Region pointing data
= Beginning of Section =

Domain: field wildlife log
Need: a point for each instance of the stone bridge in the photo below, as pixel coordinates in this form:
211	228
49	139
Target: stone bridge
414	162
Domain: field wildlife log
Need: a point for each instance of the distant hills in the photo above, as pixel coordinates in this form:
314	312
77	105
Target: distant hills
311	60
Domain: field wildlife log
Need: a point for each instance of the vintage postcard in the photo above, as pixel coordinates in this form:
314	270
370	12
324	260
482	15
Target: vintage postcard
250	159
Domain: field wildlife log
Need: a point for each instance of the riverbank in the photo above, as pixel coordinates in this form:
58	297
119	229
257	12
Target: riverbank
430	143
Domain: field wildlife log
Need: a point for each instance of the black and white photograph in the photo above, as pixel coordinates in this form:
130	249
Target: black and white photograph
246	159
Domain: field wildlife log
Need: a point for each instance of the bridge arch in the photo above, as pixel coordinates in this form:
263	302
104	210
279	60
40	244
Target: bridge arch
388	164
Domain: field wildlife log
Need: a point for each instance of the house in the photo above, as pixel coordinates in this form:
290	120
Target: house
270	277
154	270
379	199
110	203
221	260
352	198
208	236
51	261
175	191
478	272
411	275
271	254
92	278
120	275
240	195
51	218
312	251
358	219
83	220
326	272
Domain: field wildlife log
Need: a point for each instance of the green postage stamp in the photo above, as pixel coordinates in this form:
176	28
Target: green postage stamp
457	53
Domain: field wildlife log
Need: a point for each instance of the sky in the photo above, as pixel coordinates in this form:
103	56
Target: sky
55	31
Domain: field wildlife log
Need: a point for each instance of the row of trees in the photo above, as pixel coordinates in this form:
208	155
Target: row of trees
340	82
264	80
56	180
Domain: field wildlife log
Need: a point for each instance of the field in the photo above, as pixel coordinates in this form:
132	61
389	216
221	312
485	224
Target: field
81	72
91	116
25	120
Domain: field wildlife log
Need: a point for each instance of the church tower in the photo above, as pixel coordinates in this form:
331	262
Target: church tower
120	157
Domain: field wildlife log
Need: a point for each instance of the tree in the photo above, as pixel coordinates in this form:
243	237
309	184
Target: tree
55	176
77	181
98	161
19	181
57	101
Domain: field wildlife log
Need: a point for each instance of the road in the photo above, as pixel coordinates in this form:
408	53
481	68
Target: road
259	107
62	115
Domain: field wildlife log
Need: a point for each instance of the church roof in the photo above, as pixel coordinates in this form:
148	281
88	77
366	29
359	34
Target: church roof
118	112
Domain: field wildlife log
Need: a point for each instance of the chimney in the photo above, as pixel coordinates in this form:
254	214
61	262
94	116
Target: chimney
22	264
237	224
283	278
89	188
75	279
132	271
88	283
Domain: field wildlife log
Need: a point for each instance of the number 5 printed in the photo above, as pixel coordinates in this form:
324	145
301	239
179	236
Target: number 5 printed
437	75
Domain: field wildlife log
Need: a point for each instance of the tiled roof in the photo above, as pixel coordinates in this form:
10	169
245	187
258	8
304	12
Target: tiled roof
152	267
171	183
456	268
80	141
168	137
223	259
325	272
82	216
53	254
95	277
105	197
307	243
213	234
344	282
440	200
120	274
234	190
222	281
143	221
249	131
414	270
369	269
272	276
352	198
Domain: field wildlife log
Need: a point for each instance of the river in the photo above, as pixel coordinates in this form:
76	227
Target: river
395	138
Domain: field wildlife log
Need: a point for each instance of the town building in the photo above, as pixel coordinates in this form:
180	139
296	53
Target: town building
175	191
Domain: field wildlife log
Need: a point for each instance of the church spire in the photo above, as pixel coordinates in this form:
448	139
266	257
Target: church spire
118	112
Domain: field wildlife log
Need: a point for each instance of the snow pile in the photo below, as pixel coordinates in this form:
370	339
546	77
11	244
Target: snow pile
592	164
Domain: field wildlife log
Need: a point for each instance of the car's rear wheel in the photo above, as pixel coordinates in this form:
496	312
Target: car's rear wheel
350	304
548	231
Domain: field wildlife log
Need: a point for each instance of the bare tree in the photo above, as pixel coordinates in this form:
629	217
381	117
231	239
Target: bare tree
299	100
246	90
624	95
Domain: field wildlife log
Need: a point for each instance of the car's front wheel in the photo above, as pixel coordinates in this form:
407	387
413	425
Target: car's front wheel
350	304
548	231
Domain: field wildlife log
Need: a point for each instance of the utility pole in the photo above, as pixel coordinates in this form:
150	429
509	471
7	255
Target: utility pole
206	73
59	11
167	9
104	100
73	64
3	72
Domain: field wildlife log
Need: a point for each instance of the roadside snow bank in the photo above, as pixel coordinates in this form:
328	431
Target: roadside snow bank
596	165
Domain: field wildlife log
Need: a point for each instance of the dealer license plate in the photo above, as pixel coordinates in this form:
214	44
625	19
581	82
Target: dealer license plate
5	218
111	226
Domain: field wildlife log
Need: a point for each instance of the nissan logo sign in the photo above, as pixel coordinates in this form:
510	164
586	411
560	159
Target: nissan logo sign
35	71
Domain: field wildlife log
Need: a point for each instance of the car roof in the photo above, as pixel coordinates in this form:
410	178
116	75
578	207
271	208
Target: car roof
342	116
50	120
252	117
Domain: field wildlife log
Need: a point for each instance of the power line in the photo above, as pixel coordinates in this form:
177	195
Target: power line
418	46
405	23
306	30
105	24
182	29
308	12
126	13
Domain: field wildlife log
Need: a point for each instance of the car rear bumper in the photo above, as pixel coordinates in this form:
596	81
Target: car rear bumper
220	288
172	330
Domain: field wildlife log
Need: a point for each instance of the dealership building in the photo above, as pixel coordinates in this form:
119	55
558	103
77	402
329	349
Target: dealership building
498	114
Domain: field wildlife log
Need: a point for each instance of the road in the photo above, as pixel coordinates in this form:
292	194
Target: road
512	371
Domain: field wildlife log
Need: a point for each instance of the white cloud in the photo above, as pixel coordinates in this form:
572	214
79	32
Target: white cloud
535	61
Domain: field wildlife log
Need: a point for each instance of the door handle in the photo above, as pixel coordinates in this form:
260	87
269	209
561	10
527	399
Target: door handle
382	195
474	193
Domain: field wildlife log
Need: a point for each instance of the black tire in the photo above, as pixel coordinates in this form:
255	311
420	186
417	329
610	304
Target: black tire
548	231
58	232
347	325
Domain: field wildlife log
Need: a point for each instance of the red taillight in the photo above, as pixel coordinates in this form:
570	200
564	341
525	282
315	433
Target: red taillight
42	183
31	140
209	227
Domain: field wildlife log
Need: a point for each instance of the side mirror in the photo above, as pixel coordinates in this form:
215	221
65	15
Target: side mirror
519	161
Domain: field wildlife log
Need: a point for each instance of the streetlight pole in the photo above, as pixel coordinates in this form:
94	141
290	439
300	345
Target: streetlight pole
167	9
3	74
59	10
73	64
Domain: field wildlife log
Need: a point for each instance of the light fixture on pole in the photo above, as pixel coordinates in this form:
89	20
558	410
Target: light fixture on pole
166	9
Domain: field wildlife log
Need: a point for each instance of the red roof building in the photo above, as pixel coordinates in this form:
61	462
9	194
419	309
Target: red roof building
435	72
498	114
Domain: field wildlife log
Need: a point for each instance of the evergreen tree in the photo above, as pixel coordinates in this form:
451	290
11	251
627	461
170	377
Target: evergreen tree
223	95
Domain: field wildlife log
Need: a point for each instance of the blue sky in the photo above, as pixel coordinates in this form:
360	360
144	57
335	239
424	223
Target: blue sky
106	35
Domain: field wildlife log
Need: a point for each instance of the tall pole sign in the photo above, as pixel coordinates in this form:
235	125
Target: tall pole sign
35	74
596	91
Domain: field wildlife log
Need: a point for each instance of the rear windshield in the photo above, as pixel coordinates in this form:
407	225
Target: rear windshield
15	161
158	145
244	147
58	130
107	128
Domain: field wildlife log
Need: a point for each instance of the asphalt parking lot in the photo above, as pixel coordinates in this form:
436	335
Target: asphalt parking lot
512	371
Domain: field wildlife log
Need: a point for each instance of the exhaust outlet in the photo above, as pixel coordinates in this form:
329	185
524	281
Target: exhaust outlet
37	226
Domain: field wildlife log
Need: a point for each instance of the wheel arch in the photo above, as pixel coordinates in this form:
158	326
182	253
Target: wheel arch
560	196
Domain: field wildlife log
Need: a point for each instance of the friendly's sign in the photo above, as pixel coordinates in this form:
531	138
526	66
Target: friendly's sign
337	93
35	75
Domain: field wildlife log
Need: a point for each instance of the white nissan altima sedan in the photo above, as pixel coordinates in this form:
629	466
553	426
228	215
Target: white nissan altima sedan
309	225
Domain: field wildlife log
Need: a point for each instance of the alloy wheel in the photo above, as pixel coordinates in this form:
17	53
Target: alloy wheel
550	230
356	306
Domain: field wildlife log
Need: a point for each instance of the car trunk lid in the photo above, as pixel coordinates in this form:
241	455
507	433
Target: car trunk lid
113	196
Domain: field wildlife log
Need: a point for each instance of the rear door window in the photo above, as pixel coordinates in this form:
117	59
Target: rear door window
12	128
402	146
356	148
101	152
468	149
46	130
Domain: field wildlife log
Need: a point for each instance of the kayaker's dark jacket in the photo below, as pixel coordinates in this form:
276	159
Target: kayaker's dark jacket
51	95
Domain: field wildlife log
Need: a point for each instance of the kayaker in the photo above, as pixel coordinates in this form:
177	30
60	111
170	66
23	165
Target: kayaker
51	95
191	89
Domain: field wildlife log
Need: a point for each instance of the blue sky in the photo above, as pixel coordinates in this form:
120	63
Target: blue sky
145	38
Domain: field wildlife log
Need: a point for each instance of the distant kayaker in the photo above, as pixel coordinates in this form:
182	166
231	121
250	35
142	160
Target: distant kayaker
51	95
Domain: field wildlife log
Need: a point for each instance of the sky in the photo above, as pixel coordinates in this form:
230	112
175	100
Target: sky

= End of Section =

▶ **Exercise description**: The answer must consist of every line in the records above that contains the word "below".

▶ **Your response**:
Need: a point for each instance of the stone bridge in the photo below, as pixel coordinates in this form:
Need: a point for each instance of the snow pile in the photo below, as pixel coordinates in this form:
Need: a point for each instance of the kayaker's dark jacket in the photo below, as pixel coordinates in this form:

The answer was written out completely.